Eventually it kicks in and moves, but it takes around 30 seconds to a minute.

God I hope I don't need a new transmission. >.<
 
Well, I'm still in the dark about what could be wrong with my little Ranger. When I go to leave on cold mornings (even after 5-10 minutes of running the engine) it just stops and doesn't go anywhere.

Any ideas?

Eventually it kicks in and moves, but it takes around 30 seconds to a minute.

God I hope I don't need a new transmission. >.<

I had a similar problem when i first rebuilt my truck.

Well, first make sure you have the proper amount of transmission fluid.
After that, I suggest changing the transmission filter. The reason I say that is because if you break a thrust washer it will end up down there. Or at least it did when mine broke. If there is a thrust washer, or part of a thrust washer in there you need to have it rebuilt.

It sounds also like it may be your torque converter is going bad.

Those are the things that I was told to look for when my transmission was acting like that. might be worth looking at.
 
Hmm.. my brother changed his Trans filter on his ranger and the Transmission went to hell right after wards. Something about little particles in the fluid getting disturbed and tearing the inside up.
 
I had this same problem on very cold mornings. this went on for years before my trans finally went out. I was never sure exactly what caused it but I am fairly certain that it was not the cause of my transmission failure later on.
 
Hmm.. my brother changed his Trans filter on his ranger and the Transmission went to hell right after wards. Something about little particles in the fluid getting disturbed and tearing the inside up.

I don't believe this at all. Doing just a pan drop and changing the filter will not stir anything up at all. You just drop the pan, and the old fluid that's sitting in the pan will spill out. Doesn't affect anything in the rest of the tranny. The filter is right there on the bottom too. Just unbolt it, and stick a new one on. Once again, there's no way to stir anything up.

FWIW, my A4LD went about 75k miles without any maintenance (had a pan drop and refill at around 60k and then nothing till 135k) and then I had it flushed at 135k. That was over a year ago, and it still shifts beautifully and works like brand new. Regularly changing tranny fluid is the only way to make an A4LD last a long time.
-------------------------
## REQUIREMENTS
- a) Answer these questions about the Ranger transmission discussion:
(i) On cold mornings, about how long does the Ranger take before it starts moving?
(ii) According to the reply about checking the filter, what broken part can end up down there?
(iii) At what mileage was the A4LD flushed?
- b) Write the next reply in the Ranger transmission discussion, following on from the last post shown.

## STORED ROWS
-------------------------
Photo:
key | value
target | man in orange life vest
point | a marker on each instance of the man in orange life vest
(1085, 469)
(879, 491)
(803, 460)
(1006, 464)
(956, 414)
-------------------------
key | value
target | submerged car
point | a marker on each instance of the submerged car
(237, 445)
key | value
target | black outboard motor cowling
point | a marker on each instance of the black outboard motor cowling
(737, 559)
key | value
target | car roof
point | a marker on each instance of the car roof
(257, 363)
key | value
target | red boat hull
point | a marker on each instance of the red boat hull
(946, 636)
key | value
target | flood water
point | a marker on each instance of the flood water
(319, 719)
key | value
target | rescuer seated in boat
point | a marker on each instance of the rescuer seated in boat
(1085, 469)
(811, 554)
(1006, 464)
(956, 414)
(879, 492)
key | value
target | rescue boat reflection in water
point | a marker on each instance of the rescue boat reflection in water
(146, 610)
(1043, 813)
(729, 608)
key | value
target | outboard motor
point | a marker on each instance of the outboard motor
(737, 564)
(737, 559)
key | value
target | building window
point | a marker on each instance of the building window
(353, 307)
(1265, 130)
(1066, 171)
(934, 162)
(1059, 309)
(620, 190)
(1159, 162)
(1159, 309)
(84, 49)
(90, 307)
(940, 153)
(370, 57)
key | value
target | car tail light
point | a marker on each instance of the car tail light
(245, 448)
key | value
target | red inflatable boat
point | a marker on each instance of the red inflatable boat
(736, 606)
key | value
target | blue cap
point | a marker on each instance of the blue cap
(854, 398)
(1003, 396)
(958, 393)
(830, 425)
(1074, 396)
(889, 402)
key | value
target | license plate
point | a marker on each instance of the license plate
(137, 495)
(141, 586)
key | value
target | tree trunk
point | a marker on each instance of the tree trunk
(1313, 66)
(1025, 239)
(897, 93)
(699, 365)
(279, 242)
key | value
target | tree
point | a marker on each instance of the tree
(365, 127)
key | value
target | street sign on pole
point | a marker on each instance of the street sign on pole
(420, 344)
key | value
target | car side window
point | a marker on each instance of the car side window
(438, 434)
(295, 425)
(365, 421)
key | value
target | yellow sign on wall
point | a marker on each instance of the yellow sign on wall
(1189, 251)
-------------------------
## ANSWER SET
- a)
(i) Around 30 seconds to a minute.
(ii) A thrust washer, or part of one.
(iii) At 135k miles.

- b)
 
Someone recomended a Vacuum Modulator change.

If this could be what's wrong with it then I would be VERY happy. 10 dollar fix.

Think this is it? It seems to make sence because it controlls the throttle and shifting and whatnot. What do you think?
 
Someone recomended a Vacuum Modulator change.

If this could be what's wrong with it then I would be VERY happy. 10 dollar fix.

Think this is it? It seems to make sence because it controlls the throttle and shifting and whatnot. What do you think?

No. A bad mod valve defaults to high line pressure and late hard shifts. Doesn't have anything to do with engagement problems.

You're basicly having engagement problems due to either low line pressure or a massive internal leak from worn seals. I don't beleive in "mechanic in a can " solutions but you can ( no pun intended ) try a bottle of your favorite trans seal conditioner. Other than that, need to overhaul it.
 
No. A bad mod valve defaults to high line pressure and late hard shifts. Doesn't have anything to do with engagement problems.
You're basicly having engagement problems due to either low line pressure or a massive internal leak from worn seals. I don't beleive in "mechanic in a can " solutions but you can ( no pun intended ) try a bottle of your favorite trans seal conditioner. Other than that, need to overhaul it.

Hmm.. this is confusing.

thats it, when it goes bad it sucks the trans fluid and puts it into the engine, but in the begining it just slips the trans so it wont go into drive or anything. only problem is its a bitch to get to without a body lift. its above passenger side cat. u can jack the body off the frame a little or take the cat off, or try to work around it, its only held in by one bolt but its a bitch to get to.
That guy, and a Master Mechanic neighbor say otherwise.

The Vacuum Modulator monitors engine vacuum by a rubber vacuum hose which is connected to the engine. Engine vacuum reacts very accurately to engine load with high vacuum produced when the engine is under light load and diminishing down to zero vacuum when the engine is under a heavy load. The modulator is attached to the outside of the transmission case and has a shaft which passes through the case and attaches to the throttle valve in the valve body. When an engine is under a light load or no load, high vacuum acts on the modulator which moves the throttle valve in one direction to allow the transmission to shift early and soft. As the engine load increases, vacuum is diminished which moves the valve in the other direction causing the transmission to shift later and more firmly.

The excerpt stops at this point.